## DATA SHOWN:
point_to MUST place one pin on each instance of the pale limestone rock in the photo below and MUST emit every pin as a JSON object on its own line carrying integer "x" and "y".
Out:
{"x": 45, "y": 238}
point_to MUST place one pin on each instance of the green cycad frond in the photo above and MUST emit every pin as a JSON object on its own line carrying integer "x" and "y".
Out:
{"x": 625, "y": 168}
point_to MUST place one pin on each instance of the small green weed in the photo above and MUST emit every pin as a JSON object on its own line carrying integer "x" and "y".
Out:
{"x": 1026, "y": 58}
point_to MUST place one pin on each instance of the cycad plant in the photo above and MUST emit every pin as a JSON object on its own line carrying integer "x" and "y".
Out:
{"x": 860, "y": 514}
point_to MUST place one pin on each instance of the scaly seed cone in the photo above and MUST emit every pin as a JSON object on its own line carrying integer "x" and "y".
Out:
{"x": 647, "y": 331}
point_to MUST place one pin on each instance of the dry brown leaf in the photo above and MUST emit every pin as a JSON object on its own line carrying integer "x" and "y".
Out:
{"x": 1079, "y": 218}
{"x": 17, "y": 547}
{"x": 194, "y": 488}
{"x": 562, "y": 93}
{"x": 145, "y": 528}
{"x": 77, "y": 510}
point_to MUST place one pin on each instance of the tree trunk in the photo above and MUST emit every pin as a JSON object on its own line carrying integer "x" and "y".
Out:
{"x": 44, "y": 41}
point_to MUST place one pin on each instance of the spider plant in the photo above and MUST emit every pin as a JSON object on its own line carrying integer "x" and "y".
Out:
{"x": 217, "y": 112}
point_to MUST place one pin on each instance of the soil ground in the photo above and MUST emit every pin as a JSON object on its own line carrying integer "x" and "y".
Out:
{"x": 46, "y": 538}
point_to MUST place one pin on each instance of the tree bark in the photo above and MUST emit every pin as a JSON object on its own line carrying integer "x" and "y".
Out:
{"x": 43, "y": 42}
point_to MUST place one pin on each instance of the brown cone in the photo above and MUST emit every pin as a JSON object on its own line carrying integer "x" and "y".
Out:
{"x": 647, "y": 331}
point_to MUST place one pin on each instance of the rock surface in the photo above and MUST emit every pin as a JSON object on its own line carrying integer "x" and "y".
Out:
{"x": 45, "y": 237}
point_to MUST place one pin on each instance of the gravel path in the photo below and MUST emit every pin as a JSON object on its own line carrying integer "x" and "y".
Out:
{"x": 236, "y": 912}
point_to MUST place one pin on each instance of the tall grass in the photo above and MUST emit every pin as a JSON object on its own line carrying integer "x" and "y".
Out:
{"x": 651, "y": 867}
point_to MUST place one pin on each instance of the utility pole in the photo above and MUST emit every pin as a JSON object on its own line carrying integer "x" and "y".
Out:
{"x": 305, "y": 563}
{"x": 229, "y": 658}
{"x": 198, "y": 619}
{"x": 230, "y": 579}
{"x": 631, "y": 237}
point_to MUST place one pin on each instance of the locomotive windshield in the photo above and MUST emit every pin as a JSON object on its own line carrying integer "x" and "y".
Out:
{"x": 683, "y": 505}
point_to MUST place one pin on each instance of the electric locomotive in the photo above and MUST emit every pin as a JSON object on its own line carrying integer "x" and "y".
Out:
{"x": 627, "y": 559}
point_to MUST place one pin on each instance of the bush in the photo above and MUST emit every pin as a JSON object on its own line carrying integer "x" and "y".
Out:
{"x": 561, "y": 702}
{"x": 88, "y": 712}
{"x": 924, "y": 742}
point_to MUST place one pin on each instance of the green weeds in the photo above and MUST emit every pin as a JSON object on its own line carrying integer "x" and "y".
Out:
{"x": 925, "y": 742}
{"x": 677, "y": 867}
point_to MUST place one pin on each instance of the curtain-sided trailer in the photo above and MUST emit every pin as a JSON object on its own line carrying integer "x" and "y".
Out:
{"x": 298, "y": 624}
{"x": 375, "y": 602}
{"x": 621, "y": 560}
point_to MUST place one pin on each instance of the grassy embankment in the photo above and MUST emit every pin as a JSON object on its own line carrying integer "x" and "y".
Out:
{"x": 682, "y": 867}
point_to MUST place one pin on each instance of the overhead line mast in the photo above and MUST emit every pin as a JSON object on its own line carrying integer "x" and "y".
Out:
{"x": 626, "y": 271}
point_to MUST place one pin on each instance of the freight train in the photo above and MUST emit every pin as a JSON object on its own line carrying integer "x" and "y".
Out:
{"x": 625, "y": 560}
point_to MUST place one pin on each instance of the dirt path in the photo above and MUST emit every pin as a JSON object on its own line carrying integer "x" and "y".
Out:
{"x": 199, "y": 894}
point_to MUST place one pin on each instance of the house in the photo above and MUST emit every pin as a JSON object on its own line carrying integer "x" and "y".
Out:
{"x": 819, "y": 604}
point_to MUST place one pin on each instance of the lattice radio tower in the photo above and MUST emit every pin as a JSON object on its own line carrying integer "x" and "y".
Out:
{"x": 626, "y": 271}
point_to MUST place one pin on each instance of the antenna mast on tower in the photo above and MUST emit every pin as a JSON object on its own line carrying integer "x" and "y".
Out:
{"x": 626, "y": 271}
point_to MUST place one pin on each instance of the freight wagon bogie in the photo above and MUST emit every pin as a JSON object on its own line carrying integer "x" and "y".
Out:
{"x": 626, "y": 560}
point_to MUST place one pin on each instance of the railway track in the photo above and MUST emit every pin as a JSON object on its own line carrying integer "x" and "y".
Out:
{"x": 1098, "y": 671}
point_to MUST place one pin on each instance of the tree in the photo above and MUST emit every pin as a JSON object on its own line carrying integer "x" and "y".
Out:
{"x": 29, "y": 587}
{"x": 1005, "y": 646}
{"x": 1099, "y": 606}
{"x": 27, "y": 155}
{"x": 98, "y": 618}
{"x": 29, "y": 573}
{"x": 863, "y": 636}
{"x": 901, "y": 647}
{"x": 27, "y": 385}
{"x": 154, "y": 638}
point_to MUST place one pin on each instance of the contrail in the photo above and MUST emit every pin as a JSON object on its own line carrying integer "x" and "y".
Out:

## EXERCISE PROMPT:
Please give the listing above as a JSON list of strings, one string for each line, with blank lines left out.

## SOLUTION FOR THIS EXERCISE:
[
  "point_to MUST place one pin on each instance of the pale limestone rock in the photo below and MUST emit every pin as a JSON object on its own line carrying integer \"x\" and \"y\".",
  "Out:",
  "{\"x\": 45, \"y\": 238}",
  "point_to MUST place one pin on each instance of the green cycad frond in the photo above and MUST emit every pin as a JSON object on its own line carrying integer \"x\" and \"y\".",
  "Out:",
  "{\"x\": 625, \"y\": 168}",
  "point_to MUST place one pin on each instance of the small green weed in the photo above and MUST emit every pin as a JSON object on its own line carrying integer \"x\" and \"y\".",
  "Out:",
  "{\"x\": 1026, \"y\": 58}",
  "point_to MUST place one pin on each instance of the cycad plant in the photo above and MUST emit every pin as a JSON object on its own line carrying integer \"x\" and \"y\".",
  "Out:",
  "{\"x\": 860, \"y\": 514}",
  "point_to MUST place one pin on each instance of the scaly seed cone in the photo above and MUST emit every pin as a JSON object on its own line carrying integer \"x\" and \"y\".",
  "Out:",
  "{\"x\": 647, \"y\": 331}",
  "point_to MUST place one pin on each instance of the dry brown leaf in the photo above and MUST emit every pin as a JSON object on its own line carrying integer \"x\" and \"y\".",
  "Out:",
  "{\"x\": 1079, \"y\": 218}",
  "{\"x\": 17, \"y\": 547}",
  "{\"x\": 194, \"y\": 488}",
  "{\"x\": 562, \"y\": 93}",
  "{\"x\": 145, \"y\": 528}",
  "{\"x\": 77, \"y\": 510}",
  "point_to MUST place one pin on each instance of the tree trunk in the photo above and MUST emit every pin as a JSON object on its own line carrying integer \"x\" and \"y\".",
  "Out:",
  "{\"x\": 44, \"y\": 41}",
  "point_to MUST place one pin on each instance of the spider plant in the photo above and MUST emit every pin as a JSON object on its own line carrying integer \"x\" and \"y\".",
  "Out:",
  "{\"x\": 217, \"y\": 112}",
  "point_to MUST place one pin on each instance of the soil ground in the photo above and MUST emit every pin as a JSON object on its own line carrying integer \"x\" and \"y\".",
  "Out:",
  "{\"x\": 46, \"y\": 538}",
  "point_to MUST place one pin on each instance of the tree bark in the photo above and MUST emit every pin as a JSON object on its own line carrying integer \"x\" and \"y\".",
  "Out:",
  "{\"x\": 43, \"y\": 42}",
  "point_to MUST place one pin on each instance of the brown cone in the photo above and MUST emit every pin as a JSON object on its own line carrying integer \"x\" and \"y\".",
  "Out:",
  "{\"x\": 647, \"y\": 331}",
  "point_to MUST place one pin on each instance of the rock surface in the photo above and MUST emit every pin as a JSON object on its own line carrying integer \"x\" and \"y\".",
  "Out:",
  "{\"x\": 45, \"y\": 237}",
  "point_to MUST place one pin on each instance of the gravel path in the photo below and MUST emit every pin as a JSON object on its own line carrying integer \"x\" and \"y\".",
  "Out:",
  "{\"x\": 236, \"y\": 912}",
  "point_to MUST place one pin on each instance of the tall grass in the photo above and MUST emit every pin as a JSON object on its own line carrying integer \"x\" and \"y\".",
  "Out:",
  "{\"x\": 651, \"y\": 867}",
  "point_to MUST place one pin on each instance of the utility pole in the photo above and MUST emit every pin as a JSON object on its own line carrying integer \"x\" and \"y\".",
  "Out:",
  "{\"x\": 305, \"y\": 563}",
  "{\"x\": 229, \"y\": 658}",
  "{\"x\": 198, \"y\": 619}",
  "{\"x\": 230, \"y\": 579}",
  "{\"x\": 631, \"y\": 237}",
  "point_to MUST place one pin on each instance of the locomotive windshield in the photo above and MUST emit every pin as a JSON object on its own line carrying integer \"x\" and \"y\".",
  "Out:",
  "{\"x\": 683, \"y\": 505}",
  "point_to MUST place one pin on each instance of the electric locomotive in the photo above and MUST emit every pin as a JSON object on its own line carrying integer \"x\" and \"y\".",
  "Out:",
  "{\"x\": 627, \"y\": 559}",
  "point_to MUST place one pin on each instance of the bush in the photo above and MUST emit every pin as a JSON object on its own line carrying integer \"x\" and \"y\".",
  "Out:",
  "{\"x\": 561, \"y\": 702}",
  "{\"x\": 88, \"y\": 712}",
  "{\"x\": 924, \"y\": 742}",
  "point_to MUST place one pin on each instance of the green weeds in the photo above and MUST emit every pin as a JSON object on its own line carrying integer \"x\" and \"y\".",
  "Out:",
  "{\"x\": 925, \"y\": 742}",
  "{\"x\": 677, \"y\": 867}",
  "point_to MUST place one pin on each instance of the curtain-sided trailer in the photo above and MUST emit every pin as a JSON object on its own line carrying integer \"x\" and \"y\".",
  "Out:",
  "{\"x\": 298, \"y\": 624}",
  "{\"x\": 375, \"y\": 602}",
  "{\"x\": 621, \"y\": 560}",
  "point_to MUST place one pin on each instance of the grassy embankment in the photo above and MUST emit every pin as a JSON object on its own line carrying integer \"x\" and \"y\".",
  "Out:",
  "{\"x\": 682, \"y\": 867}",
  "point_to MUST place one pin on each instance of the overhead line mast in the photo above and MUST emit every pin as a JSON object on its own line carrying integer \"x\" and \"y\".",
  "Out:",
  "{\"x\": 626, \"y\": 271}",
  "point_to MUST place one pin on each instance of the freight train in the photo above and MUST emit every pin as a JSON object on its own line carrying integer \"x\" and \"y\".",
  "Out:",
  "{\"x\": 625, \"y\": 560}",
  "point_to MUST place one pin on each instance of the dirt path in the photo above and MUST emit every pin as a JSON object on its own line carrying integer \"x\" and \"y\".",
  "Out:",
  "{\"x\": 199, \"y\": 894}",
  "point_to MUST place one pin on each instance of the house in the photo above and MUST emit every pin as a JSON object on its own line carrying integer \"x\" and \"y\".",
  "Out:",
  "{\"x\": 819, \"y\": 604}",
  "point_to MUST place one pin on each instance of the lattice radio tower in the photo above and MUST emit every pin as a JSON object on its own line carrying integer \"x\" and \"y\".",
  "Out:",
  "{\"x\": 626, \"y\": 271}",
  "point_to MUST place one pin on each instance of the antenna mast on tower in the photo above and MUST emit every pin as a JSON object on its own line carrying integer \"x\" and \"y\".",
  "Out:",
  "{\"x\": 626, \"y\": 271}",
  "point_to MUST place one pin on each instance of the freight wagon bogie in the photo above and MUST emit every pin as a JSON object on its own line carrying integer \"x\" and \"y\".",
  "Out:",
  "{\"x\": 626, \"y\": 560}",
  "point_to MUST place one pin on each instance of the railway track in the photo above and MUST emit every pin as a JSON object on its own line carrying integer \"x\" and \"y\".",
  "Out:",
  "{\"x\": 1098, \"y\": 671}",
  "point_to MUST place one pin on each instance of the tree in the photo above and MUST emit every pin as a JSON object on its own line carrying integer \"x\" and \"y\".",
  "Out:",
  "{\"x\": 29, \"y\": 587}",
  "{\"x\": 1005, \"y\": 646}",
  "{\"x\": 1099, \"y\": 606}",
  "{\"x\": 27, \"y\": 155}",
  "{\"x\": 98, \"y\": 618}",
  "{\"x\": 29, \"y\": 573}",
  "{\"x\": 863, \"y\": 636}",
  "{\"x\": 901, \"y\": 647}",
  "{\"x\": 27, \"y\": 385}",
  "{\"x\": 154, \"y\": 638}",
  "point_to MUST place one pin on each instance of the contrail in the photo above and MUST emit every pin as a JSON object on its own line carrying integer \"x\" and \"y\".",
  "Out:"
]